## Quoted passage
I also just got a munroe which is a lot of fun. Cutting into some wet wood has 2' streams shooting up  I also have been starting out at 7 and turning into the wood clockwise with the cutter set the same as what was shipped. Amazing you can't even see the cutting edge in that it's so slight but wow does it bite into that wood.


----------



## sprior (Aug 31, 2008)

Today was my third hollow form attempt. I can't seem to stop turning eggs, but this one is vase sized and hollow. This is also the first hollow form I turned thin enough to check with a flashlight. I took it off the lathe to alcohol soak it for a while, then I plan to put it back on to sand and turn the bottom. Someday I've gotta try a lampshade.


----------



## sawdustfactory (Jan 30, 2011)

Very cool!


----------



## Bonanza35 (Jan 20, 2011)

You're on fire. I think it took me awhile before I did 3 in a row without blowing something up. My recent streak was busted when I realized after 6 or 7 hours that I didn't have a tool that would reach a particular 2" section of the inside wall. (I've got one now). 
BTW, how are the first 2 drying? Piths holding up?


----------



## sprior (Aug 31, 2008)

## Records from a data source
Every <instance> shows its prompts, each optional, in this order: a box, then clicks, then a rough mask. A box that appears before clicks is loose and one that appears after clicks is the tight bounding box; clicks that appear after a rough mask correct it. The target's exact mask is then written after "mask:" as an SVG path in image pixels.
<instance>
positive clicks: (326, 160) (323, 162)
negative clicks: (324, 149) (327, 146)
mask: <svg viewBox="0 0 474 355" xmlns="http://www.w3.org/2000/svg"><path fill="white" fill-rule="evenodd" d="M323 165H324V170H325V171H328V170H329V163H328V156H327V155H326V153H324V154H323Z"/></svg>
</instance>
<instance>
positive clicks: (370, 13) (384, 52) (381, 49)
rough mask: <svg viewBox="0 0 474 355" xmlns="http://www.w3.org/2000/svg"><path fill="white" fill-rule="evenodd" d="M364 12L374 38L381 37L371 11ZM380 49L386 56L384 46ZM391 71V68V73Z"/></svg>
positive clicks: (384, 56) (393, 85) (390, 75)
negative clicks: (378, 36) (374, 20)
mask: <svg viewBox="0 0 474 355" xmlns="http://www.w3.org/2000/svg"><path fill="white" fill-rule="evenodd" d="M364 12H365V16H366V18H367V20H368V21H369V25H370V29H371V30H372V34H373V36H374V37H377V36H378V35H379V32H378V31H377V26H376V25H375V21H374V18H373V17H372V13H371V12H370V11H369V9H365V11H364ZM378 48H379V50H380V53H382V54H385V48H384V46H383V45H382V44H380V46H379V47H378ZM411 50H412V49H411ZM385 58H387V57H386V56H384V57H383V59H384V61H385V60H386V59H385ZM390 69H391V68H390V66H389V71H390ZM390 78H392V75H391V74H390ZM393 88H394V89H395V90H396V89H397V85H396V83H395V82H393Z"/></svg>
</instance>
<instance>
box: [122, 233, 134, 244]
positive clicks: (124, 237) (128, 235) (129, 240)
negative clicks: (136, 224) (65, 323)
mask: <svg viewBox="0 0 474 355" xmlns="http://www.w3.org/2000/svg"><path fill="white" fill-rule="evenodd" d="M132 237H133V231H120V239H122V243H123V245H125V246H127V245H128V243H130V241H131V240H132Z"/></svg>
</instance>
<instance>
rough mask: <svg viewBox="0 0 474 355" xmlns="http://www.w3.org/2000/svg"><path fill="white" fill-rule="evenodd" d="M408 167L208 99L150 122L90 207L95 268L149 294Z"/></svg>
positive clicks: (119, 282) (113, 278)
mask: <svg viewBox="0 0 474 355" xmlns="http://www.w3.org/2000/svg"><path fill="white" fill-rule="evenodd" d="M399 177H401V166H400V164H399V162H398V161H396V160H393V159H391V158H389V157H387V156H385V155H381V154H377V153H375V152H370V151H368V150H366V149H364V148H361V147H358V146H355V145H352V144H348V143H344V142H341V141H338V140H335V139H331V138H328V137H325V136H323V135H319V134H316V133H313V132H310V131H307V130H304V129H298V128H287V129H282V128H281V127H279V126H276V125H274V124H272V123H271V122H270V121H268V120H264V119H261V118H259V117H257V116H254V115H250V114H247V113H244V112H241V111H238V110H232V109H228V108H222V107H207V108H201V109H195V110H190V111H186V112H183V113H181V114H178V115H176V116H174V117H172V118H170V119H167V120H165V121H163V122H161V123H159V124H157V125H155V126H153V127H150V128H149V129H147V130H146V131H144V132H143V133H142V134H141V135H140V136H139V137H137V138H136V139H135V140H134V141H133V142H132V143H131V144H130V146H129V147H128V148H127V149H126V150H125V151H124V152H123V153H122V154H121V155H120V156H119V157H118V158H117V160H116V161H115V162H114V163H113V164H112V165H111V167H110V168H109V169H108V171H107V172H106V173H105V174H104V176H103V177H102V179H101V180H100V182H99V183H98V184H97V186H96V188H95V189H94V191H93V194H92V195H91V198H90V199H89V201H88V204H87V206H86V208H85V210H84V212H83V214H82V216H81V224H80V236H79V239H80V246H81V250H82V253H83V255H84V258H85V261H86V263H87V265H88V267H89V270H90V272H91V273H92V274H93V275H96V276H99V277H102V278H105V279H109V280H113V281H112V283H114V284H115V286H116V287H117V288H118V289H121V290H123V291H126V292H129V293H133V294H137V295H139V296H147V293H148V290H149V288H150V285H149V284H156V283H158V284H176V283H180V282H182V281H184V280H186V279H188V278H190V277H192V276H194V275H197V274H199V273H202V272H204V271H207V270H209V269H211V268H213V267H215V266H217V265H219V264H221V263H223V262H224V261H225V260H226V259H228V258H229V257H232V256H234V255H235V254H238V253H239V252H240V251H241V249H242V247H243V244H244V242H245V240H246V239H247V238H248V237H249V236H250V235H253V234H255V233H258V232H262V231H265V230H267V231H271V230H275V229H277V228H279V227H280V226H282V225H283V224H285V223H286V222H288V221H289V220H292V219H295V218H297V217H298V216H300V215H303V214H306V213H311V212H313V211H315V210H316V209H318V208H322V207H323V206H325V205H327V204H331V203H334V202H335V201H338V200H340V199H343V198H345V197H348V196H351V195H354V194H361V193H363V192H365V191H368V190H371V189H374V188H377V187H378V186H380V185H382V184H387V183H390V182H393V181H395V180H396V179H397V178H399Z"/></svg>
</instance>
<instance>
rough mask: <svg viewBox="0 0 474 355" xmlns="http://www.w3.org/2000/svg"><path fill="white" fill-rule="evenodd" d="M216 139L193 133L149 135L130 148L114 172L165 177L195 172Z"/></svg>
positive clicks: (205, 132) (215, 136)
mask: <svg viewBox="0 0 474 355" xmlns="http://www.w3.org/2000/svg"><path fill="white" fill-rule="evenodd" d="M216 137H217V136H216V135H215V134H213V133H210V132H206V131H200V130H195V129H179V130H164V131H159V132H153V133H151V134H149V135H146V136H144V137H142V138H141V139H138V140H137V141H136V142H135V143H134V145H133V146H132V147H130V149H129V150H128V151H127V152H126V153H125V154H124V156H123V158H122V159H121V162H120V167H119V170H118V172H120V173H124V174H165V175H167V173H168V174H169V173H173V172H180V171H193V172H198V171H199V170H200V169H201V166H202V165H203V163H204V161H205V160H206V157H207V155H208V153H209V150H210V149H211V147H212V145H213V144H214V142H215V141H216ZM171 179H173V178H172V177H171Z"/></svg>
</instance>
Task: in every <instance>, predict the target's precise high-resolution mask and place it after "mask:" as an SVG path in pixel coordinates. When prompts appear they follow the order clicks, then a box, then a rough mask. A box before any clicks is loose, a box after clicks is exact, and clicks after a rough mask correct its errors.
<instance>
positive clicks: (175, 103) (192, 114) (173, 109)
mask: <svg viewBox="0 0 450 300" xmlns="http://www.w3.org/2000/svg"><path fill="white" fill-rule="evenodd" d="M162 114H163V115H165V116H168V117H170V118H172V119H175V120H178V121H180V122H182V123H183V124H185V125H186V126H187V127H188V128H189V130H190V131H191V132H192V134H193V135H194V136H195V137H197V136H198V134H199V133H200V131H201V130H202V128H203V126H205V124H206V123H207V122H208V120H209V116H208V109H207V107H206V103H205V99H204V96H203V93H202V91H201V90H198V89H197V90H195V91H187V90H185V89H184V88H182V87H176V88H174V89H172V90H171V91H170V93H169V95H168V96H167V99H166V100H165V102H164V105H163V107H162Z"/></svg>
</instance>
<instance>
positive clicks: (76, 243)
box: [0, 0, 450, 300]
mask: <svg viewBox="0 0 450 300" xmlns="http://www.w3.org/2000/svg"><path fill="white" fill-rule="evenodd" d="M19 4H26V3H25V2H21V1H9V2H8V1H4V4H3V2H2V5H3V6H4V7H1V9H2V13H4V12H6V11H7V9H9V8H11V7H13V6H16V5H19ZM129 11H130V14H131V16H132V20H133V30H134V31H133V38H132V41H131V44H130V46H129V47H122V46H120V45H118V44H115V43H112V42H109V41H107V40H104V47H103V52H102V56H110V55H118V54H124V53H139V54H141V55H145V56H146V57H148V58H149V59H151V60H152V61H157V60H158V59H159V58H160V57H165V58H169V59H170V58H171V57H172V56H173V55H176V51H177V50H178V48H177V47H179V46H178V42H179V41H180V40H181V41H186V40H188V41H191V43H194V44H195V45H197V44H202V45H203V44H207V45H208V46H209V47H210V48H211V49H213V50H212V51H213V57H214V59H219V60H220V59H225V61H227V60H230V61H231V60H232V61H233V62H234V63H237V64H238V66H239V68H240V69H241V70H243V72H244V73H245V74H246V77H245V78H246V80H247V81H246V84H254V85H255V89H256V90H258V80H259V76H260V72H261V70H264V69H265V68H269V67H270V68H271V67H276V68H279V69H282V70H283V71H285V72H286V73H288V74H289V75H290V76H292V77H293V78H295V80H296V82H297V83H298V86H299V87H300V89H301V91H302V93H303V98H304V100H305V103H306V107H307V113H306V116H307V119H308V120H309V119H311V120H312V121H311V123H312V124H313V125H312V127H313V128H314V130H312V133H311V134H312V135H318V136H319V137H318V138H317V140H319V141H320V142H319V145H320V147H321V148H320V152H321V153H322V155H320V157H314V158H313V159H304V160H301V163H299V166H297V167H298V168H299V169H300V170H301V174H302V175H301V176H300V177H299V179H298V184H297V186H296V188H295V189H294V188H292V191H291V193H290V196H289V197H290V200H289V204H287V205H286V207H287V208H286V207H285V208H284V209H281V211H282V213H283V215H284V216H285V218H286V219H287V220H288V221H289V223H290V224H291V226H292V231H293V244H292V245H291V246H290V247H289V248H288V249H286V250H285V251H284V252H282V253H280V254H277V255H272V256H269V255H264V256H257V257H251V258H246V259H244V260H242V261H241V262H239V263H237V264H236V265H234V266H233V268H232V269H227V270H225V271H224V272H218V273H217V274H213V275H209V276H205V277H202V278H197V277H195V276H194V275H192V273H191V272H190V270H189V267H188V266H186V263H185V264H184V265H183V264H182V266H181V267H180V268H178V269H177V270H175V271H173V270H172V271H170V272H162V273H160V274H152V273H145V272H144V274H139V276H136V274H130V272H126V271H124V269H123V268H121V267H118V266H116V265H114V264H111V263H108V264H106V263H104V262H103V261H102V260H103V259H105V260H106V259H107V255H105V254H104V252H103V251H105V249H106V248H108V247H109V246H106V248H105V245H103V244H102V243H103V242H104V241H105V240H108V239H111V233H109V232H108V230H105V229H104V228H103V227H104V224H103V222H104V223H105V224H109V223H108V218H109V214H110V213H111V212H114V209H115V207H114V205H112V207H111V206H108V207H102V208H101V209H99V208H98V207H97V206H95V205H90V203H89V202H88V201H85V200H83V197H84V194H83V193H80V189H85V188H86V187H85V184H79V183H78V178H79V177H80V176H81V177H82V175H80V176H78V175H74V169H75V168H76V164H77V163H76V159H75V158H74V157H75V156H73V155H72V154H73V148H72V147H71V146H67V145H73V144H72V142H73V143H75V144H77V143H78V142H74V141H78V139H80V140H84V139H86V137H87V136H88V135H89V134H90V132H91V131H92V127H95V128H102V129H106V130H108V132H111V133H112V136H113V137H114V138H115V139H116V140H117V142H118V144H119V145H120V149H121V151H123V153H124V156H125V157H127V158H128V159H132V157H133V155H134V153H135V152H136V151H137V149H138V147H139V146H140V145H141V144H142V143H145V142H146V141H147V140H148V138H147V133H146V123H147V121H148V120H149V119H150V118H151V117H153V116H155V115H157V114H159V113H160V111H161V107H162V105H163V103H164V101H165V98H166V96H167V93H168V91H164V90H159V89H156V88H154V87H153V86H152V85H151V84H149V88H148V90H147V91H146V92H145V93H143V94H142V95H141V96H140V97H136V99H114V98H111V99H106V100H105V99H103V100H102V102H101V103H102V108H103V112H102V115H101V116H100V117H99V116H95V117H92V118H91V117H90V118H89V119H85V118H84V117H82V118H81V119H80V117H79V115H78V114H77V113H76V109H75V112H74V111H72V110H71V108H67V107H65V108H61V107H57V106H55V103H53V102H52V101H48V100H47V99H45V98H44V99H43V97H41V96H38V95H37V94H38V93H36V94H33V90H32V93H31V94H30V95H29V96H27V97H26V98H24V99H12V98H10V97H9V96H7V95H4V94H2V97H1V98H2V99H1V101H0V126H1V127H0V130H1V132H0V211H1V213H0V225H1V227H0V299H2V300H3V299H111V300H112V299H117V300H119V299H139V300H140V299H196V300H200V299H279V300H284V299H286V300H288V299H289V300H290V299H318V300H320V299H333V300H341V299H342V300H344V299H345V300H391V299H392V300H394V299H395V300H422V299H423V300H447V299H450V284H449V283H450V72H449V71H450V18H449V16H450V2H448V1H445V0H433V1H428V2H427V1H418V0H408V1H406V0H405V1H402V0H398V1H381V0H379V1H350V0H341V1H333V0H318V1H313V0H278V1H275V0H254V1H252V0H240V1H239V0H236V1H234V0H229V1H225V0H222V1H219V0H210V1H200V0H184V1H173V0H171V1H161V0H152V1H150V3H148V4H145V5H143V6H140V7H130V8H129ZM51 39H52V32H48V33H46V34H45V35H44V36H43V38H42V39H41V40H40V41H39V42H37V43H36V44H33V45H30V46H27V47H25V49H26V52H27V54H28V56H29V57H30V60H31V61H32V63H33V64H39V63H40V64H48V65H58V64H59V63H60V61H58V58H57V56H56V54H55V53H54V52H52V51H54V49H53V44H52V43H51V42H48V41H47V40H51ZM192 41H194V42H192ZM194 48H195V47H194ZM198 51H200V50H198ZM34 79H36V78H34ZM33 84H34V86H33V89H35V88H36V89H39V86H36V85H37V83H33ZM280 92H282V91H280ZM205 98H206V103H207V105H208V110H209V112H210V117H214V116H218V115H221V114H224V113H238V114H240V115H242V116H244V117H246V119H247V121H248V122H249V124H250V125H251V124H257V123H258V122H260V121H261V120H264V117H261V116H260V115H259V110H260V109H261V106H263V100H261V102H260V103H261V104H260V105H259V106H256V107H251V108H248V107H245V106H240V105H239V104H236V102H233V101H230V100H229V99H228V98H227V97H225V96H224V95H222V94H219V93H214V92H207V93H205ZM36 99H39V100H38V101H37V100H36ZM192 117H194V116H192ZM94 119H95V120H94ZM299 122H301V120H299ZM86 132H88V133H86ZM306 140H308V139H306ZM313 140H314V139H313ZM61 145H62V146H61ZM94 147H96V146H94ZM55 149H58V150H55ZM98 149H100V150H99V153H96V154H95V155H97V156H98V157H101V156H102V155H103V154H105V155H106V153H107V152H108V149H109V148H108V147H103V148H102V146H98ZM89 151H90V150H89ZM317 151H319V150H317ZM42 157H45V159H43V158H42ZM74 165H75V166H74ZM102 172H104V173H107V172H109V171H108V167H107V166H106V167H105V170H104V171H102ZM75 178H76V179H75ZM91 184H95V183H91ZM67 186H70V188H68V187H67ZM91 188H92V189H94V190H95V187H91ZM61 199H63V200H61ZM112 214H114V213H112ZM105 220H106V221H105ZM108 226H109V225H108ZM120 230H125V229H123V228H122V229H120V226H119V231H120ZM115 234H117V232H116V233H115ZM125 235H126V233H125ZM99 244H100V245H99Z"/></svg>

## Things to do
(a) List each distinct username that appears in a post header in the woodturning forum thread.
(b) Quote the part of the rows that opens with their first line and closes with the line containing "positive clicks: (384, 56)".
The forum thread and the rows have nothing to do with each other.

## Task results
(a) sprior, sawdustfactory, Bonanza35

(b)
Every <instance> shows its prompts, each optional, in this order: a box, then clicks, then a rough mask. A box that appears before clicks is loose and one that appears after clicks is the tight bounding box; clicks that appear after a rough mask correct it. The target's exact mask is then written after "mask:" as an SVG path in image pixels.
<instance>
positive clicks: (326, 160) (323, 162)
negative clicks: (324, 149) (327, 146)
mask: <svg viewBox="0 0 474 355" xmlns="http://www.w3.org/2000/svg"><path fill="white" fill-rule="evenodd" d="M323 165H324V170H325V171H328V170H329V163H328V156H327V155H326V153H324V154H323Z"/></svg>
</instance>
<instance>
positive clicks: (370, 13) (384, 52) (381, 49)
rough mask: <svg viewBox="0 0 474 355" xmlns="http://www.w3.org/2000/svg"><path fill="white" fill-rule="evenodd" d="M364 12L374 38L381 37L371 11ZM380 49L386 56L384 46ZM391 71V68V73Z"/></svg>
positive clicks: (384, 56) (393, 85) (390, 75)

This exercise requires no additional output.